*Material for this exercise*.
--*--

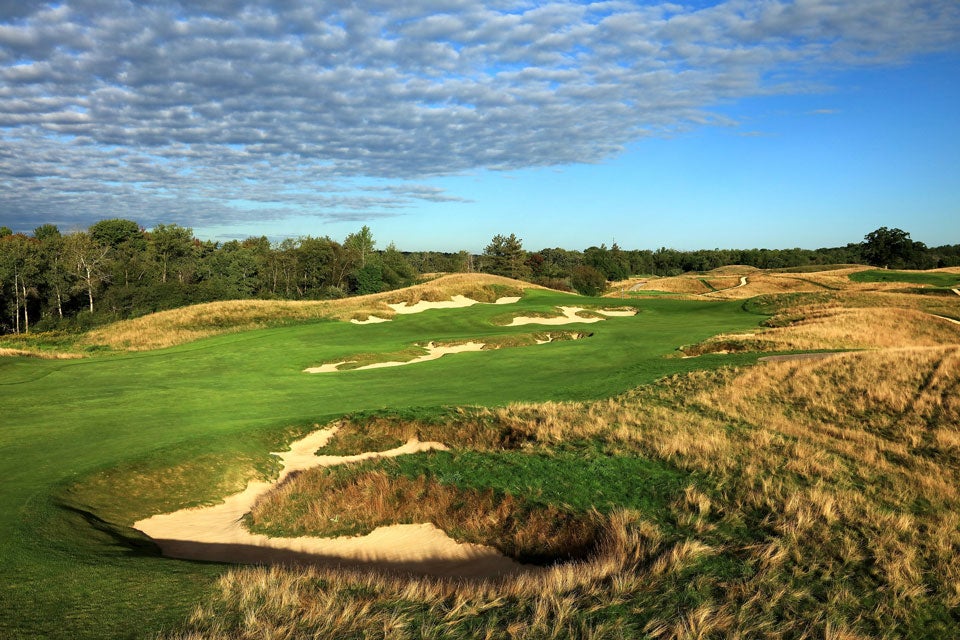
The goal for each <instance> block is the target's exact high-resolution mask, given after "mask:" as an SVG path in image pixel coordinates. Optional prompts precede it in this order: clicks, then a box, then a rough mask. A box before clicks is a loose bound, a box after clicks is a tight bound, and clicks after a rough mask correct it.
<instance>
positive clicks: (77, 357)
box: [0, 347, 86, 360]
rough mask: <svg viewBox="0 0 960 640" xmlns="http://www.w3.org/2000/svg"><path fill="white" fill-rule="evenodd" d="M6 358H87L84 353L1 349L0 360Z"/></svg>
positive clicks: (43, 359)
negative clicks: (7, 357) (71, 352)
mask: <svg viewBox="0 0 960 640" xmlns="http://www.w3.org/2000/svg"><path fill="white" fill-rule="evenodd" d="M4 357H25V358H40V359H41V360H76V359H78V358H85V357H86V356H85V355H84V354H82V353H71V352H52V351H40V350H39V349H37V350H34V349H7V348H2V347H0V358H4Z"/></svg>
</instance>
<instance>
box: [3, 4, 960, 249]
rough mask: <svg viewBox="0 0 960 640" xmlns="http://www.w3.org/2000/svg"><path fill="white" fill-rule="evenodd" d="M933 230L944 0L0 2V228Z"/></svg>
mask: <svg viewBox="0 0 960 640" xmlns="http://www.w3.org/2000/svg"><path fill="white" fill-rule="evenodd" d="M106 218H127V219H131V220H135V221H137V222H139V223H140V224H141V225H142V226H144V227H145V228H148V229H149V228H151V227H153V226H154V225H156V224H171V223H173V224H179V225H182V226H185V227H190V228H192V229H193V230H194V233H195V235H197V236H198V237H201V238H204V239H211V240H216V241H221V242H223V241H228V240H231V239H237V238H245V237H248V236H260V235H266V236H267V237H269V238H271V239H272V240H275V241H279V240H280V239H282V238H286V237H298V236H305V235H312V236H330V237H332V238H334V239H343V237H345V236H346V235H347V234H348V233H350V232H352V231H356V230H357V229H359V228H360V227H361V226H362V225H368V226H369V227H370V228H371V230H372V232H373V235H374V238H375V239H376V241H377V243H378V246H380V247H384V246H386V245H387V243H389V242H394V243H395V244H396V246H397V247H398V248H399V249H402V250H408V251H414V250H438V251H458V250H461V249H467V250H471V251H481V250H482V249H483V247H484V246H485V245H486V244H487V243H489V241H490V239H491V238H492V237H493V236H494V235H496V234H504V235H506V234H510V233H515V234H516V235H517V236H518V237H520V238H522V239H523V243H524V247H525V248H527V249H531V250H535V249H540V248H544V247H564V248H567V249H584V248H586V247H589V246H592V245H600V244H606V245H608V246H609V245H611V244H612V243H614V242H616V243H617V244H619V245H620V246H621V247H624V248H631V249H633V248H636V249H655V248H658V247H671V248H676V249H699V248H717V247H719V248H751V247H766V248H790V247H803V248H817V247H830V246H842V245H845V244H847V243H849V242H859V241H861V240H862V239H863V236H864V235H865V234H867V233H869V232H870V231H873V230H874V229H877V228H878V227H881V226H886V227H898V228H901V229H904V230H906V231H908V232H909V233H910V234H911V237H912V238H913V239H914V240H919V241H921V242H925V243H927V244H928V245H931V246H935V245H941V244H957V243H960V3H958V2H956V0H926V1H924V0H883V1H879V0H795V1H792V2H791V1H788V0H779V1H774V0H729V1H726V2H705V1H702V0H701V1H690V2H680V3H667V2H657V1H654V2H642V1H622V0H612V1H609V2H568V1H551V0H546V1H539V2H529V1H523V0H494V1H492V2H491V1H486V2H481V1H480V0H405V1H404V2H396V1H395V0H372V1H367V2H362V1H356V2H347V1H342V0H338V1H328V2H312V1H309V0H277V1H274V2H244V1H242V0H208V1H202V0H197V1H194V0H190V1H188V0H179V1H178V0H142V1H137V2H128V1H124V0H67V1H65V2H52V3H51V2H32V1H30V0H0V225H5V226H8V227H10V228H12V229H13V230H14V231H18V232H25V233H29V232H31V231H32V230H33V229H34V228H35V227H37V226H39V225H40V224H44V223H53V224H56V225H57V226H58V227H60V229H61V231H64V232H67V231H74V230H81V229H85V228H86V227H88V226H89V225H90V224H92V223H94V222H96V221H97V220H102V219H106Z"/></svg>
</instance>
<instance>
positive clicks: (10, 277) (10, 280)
mask: <svg viewBox="0 0 960 640" xmlns="http://www.w3.org/2000/svg"><path fill="white" fill-rule="evenodd" d="M0 264H2V269H3V271H4V272H5V275H6V277H5V279H6V280H8V281H9V282H10V285H11V290H12V298H13V309H12V311H13V317H12V320H13V328H14V332H15V333H20V332H21V329H22V331H23V332H24V333H30V301H31V300H36V299H37V298H38V297H39V294H38V286H39V283H40V279H41V274H42V273H43V269H42V259H41V254H40V243H39V242H38V241H37V240H36V238H30V237H27V236H25V235H23V234H22V233H15V234H11V235H7V236H3V237H2V238H0ZM21 317H22V319H23V323H22V324H21V322H20V320H21Z"/></svg>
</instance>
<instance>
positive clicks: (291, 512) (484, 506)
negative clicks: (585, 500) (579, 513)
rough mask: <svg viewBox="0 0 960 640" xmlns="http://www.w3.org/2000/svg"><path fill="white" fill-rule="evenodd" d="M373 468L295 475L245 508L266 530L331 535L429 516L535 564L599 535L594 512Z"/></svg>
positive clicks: (574, 549)
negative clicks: (573, 509)
mask: <svg viewBox="0 0 960 640" xmlns="http://www.w3.org/2000/svg"><path fill="white" fill-rule="evenodd" d="M370 467H371V465H370V464H366V465H361V467H360V469H356V468H349V467H348V468H346V469H345V468H342V467H334V468H329V469H327V468H319V469H312V470H310V471H306V472H303V473H300V474H297V476H296V477H294V478H292V479H291V480H290V481H288V482H286V483H284V485H283V486H282V487H280V488H279V489H277V490H276V491H273V492H272V493H270V494H269V495H268V496H266V497H265V498H264V499H262V500H260V501H259V502H258V503H257V505H256V506H255V507H254V509H253V511H251V513H250V525H251V528H252V529H253V530H254V531H257V532H260V533H266V534H267V535H280V536H287V537H290V536H298V535H299V536H302V535H309V536H323V537H335V536H341V535H358V534H366V533H370V532H371V531H373V530H374V529H375V528H377V527H381V526H387V525H392V524H415V523H421V522H431V523H433V524H434V525H435V526H437V527H439V528H440V529H443V530H444V531H446V532H448V533H449V534H450V535H451V536H452V537H453V538H454V539H456V540H457V541H459V542H472V543H476V544H483V545H487V546H491V547H495V548H497V549H498V550H500V552H501V553H503V554H504V555H506V556H508V557H510V558H514V559H516V560H519V561H520V562H527V563H535V564H544V563H548V562H555V561H557V560H560V559H564V560H569V559H576V558H585V557H587V556H588V555H589V554H590V553H591V552H593V551H594V550H595V548H596V546H597V544H598V541H599V535H600V527H599V522H598V517H597V516H596V514H593V513H585V514H578V513H573V512H571V511H570V510H569V509H561V508H558V507H555V506H552V505H535V504H532V503H530V502H529V501H527V500H525V499H523V498H522V497H518V496H514V495H511V494H503V493H499V492H494V491H493V490H492V489H486V490H483V491H480V490H476V489H460V488H457V487H455V486H453V485H450V484H444V483H441V482H440V481H439V480H437V479H436V478H425V477H422V476H421V477H418V478H407V477H404V476H398V475H395V474H388V473H386V472H385V471H383V470H382V469H376V468H370Z"/></svg>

--*--

*What is required*. Print each line above exactly as it appears, excluding all images.

*Reply*.
The goal for each <instance> block is the target's exact high-resolution mask, given after "mask:" as an SVG path in image pixel coordinates. Optional prompts precede it in this order: clicks, then a box, then a rough mask. A box before clicks is a loose bound, a box after clicks is a tight bound, and clicks after a rough mask correct it.
<instance>
positive clicks: (77, 357)
box: [0, 347, 86, 360]
rough mask: <svg viewBox="0 0 960 640" xmlns="http://www.w3.org/2000/svg"><path fill="white" fill-rule="evenodd" d="M6 358H87L84 353L1 349L0 360Z"/></svg>
positive clicks: (43, 359)
negative clicks: (7, 357) (71, 352)
mask: <svg viewBox="0 0 960 640" xmlns="http://www.w3.org/2000/svg"><path fill="white" fill-rule="evenodd" d="M4 357H25V358H40V359H41V360H76V359H78V358H85V357H86V356H85V355H84V354H82V353H71V352H52V351H40V350H39V349H37V350H34V349H7V348H2V347H0V358H4Z"/></svg>
</instance>
<instance>
box: [3, 4, 960, 249]
rough mask: <svg viewBox="0 0 960 640" xmlns="http://www.w3.org/2000/svg"><path fill="white" fill-rule="evenodd" d="M933 230L944 0L0 2V228Z"/></svg>
mask: <svg viewBox="0 0 960 640" xmlns="http://www.w3.org/2000/svg"><path fill="white" fill-rule="evenodd" d="M106 218H127V219H131V220H135V221H137V222H139V223H140V224H141V225H142V226H144V227H145V228H148V229H149V228H151V227H153V226H154V225H156V224H171V223H173V224H179V225H182V226H185V227H190V228H192V229H193V230H194V233H195V235H197V236H198V237H201V238H204V239H211V240H216V241H221V242H223V241H228V240H231V239H237V238H245V237H248V236H260V235H266V236H267V237H269V238H271V239H272V240H275V241H279V240H280V239H282V238H286V237H298V236H305V235H312V236H330V237H332V238H334V239H343V237H345V236H346V235H347V234H348V233H350V232H352V231H356V230H357V229H359V228H360V227H361V226H362V225H368V226H369V227H370V228H371V230H372V232H373V235H374V238H375V239H376V241H377V243H378V246H380V247H384V246H386V245H387V243H389V242H394V243H395V244H396V246H397V247H398V248H399V249H402V250H408V251H414V250H438V251H458V250H461V249H467V250H471V251H481V250H482V249H483V247H484V246H485V245H486V244H487V243H489V241H490V239H491V238H492V237H493V236H494V235H496V234H504V235H506V234H510V233H515V234H516V235H517V236H518V237H520V238H522V239H523V243H524V247H525V248H527V249H531V250H535V249H540V248H544V247H564V248H567V249H584V248H586V247H589V246H592V245H600V244H606V245H608V246H609V245H611V244H612V243H614V242H616V243H617V244H619V245H620V246H621V247H624V248H631V249H633V248H636V249H655V248H658V247H671V248H676V249H699V248H717V247H719V248H751V247H766V248H790V247H803V248H817V247H830V246H842V245H845V244H847V243H849V242H859V241H861V240H862V239H863V236H864V235H865V234H867V233H869V232H870V231H873V230H874V229H877V228H878V227H881V226H886V227H898V228H901V229H904V230H906V231H908V232H909V233H910V234H911V237H912V238H913V239H914V240H919V241H921V242H925V243H927V244H928V245H931V246H935V245H941V244H957V243H960V3H958V2H956V0H926V1H924V0H883V1H879V0H795V1H792V2H791V1H788V0H779V1H774V0H729V1H726V2H705V1H702V0H701V1H690V2H680V3H667V2H657V1H654V2H642V1H622V0H612V1H609V2H568V1H551V0H546V1H539V2H529V1H523V0H494V1H492V2H491V1H486V2H481V1H480V0H405V1H404V2H396V1H395V0H372V1H367V2H362V1H356V2H347V1H342V0H338V1H328V2H312V1H309V0H277V1H274V2H244V1H242V0H208V1H202V0H197V1H194V0H190V1H188V0H179V1H178V0H142V1H137V2H128V1H124V0H67V1H65V2H52V3H51V2H32V1H30V0H0V225H5V226H8V227H10V228H12V229H13V230H14V231H18V232H25V233H29V232H31V231H32V230H33V229H34V228H35V227H37V226H39V225H40V224H44V223H53V224H56V225H57V226H58V227H60V229H61V231H64V232H67V231H74V230H81V229H85V228H86V227H88V226H89V225H90V224H92V223H94V222H96V221H97V220H102V219H106Z"/></svg>
</instance>
<instance>
positive clicks: (10, 277) (10, 280)
mask: <svg viewBox="0 0 960 640" xmlns="http://www.w3.org/2000/svg"><path fill="white" fill-rule="evenodd" d="M0 264H2V269H3V271H4V272H5V275H6V277H5V279H6V280H8V281H9V282H10V285H11V290H12V298H13V309H12V311H13V317H12V320H13V328H14V332H15V333H20V332H21V329H22V331H23V332H24V333H30V301H31V300H36V299H37V298H38V297H39V294H38V286H39V283H40V279H41V274H42V273H43V269H42V259H41V254H40V243H39V242H38V241H37V240H36V238H30V237H27V236H25V235H23V234H22V233H15V234H11V235H7V236H3V237H2V238H0ZM21 317H22V319H23V323H22V324H21V322H20V320H21Z"/></svg>
</instance>
<instance>
positive clicks: (291, 512) (484, 506)
negative clicks: (585, 500) (579, 513)
rough mask: <svg viewBox="0 0 960 640" xmlns="http://www.w3.org/2000/svg"><path fill="white" fill-rule="evenodd" d="M373 468L295 475L245 508L266 530L331 535L429 516L535 564L599 535L594 512Z"/></svg>
positive clicks: (574, 549)
negative clicks: (573, 509)
mask: <svg viewBox="0 0 960 640" xmlns="http://www.w3.org/2000/svg"><path fill="white" fill-rule="evenodd" d="M370 467H371V465H370V464H366V465H361V467H360V469H356V468H349V467H348V468H346V469H345V468H342V467H334V468H329V469H327V468H319V469H312V470H310V471H306V472H303V473H300V474H297V476H296V477H294V478H292V479H291V480H290V481H288V482H286V483H284V485H283V486H282V487H280V488H279V489H277V490H276V491H273V492H272V493H270V494H269V495H268V496H266V497H265V498H264V499H262V500H260V501H259V502H258V503H257V505H256V506H255V507H254V509H253V511H251V513H250V525H251V528H252V529H253V530H254V531H257V532H260V533H266V534H267V535H280V536H287V537H290V536H298V535H299V536H302V535H309V536H323V537H335V536H341V535H358V534H366V533H370V532H371V531H373V530H374V529H375V528H377V527H381V526H387V525H392V524H415V523H421V522H431V523H433V524H434V525H435V526H437V527H439V528H440V529H443V530H444V531H446V532H448V533H449V534H450V535H451V536H452V537H453V538H454V539H456V540H457V541H459V542H472V543H476V544H483V545H487V546H491V547H495V548H497V549H498V550H500V552H501V553H503V554H504V555H506V556H508V557H510V558H514V559H516V560H519V561H520V562H527V563H535V564H544V563H548V562H555V561H557V560H560V559H564V560H569V559H576V558H585V557H587V556H588V555H589V554H590V553H591V552H593V551H594V550H595V548H596V546H597V544H598V541H599V535H600V527H599V522H598V517H597V516H596V514H593V513H585V514H578V513H573V512H571V511H570V510H569V509H561V508H558V507H555V506H552V505H535V504H532V503H530V502H529V501H527V500H525V499H523V498H522V497H518V496H514V495H511V494H503V493H499V492H494V491H493V490H492V489H486V490H483V491H480V490H476V489H460V488H457V487H455V486H453V485H450V484H444V483H441V482H440V481H439V480H437V479H436V478H425V477H422V476H421V477H418V478H407V477H404V476H398V475H395V474H388V473H386V472H385V471H383V470H382V469H376V468H370Z"/></svg>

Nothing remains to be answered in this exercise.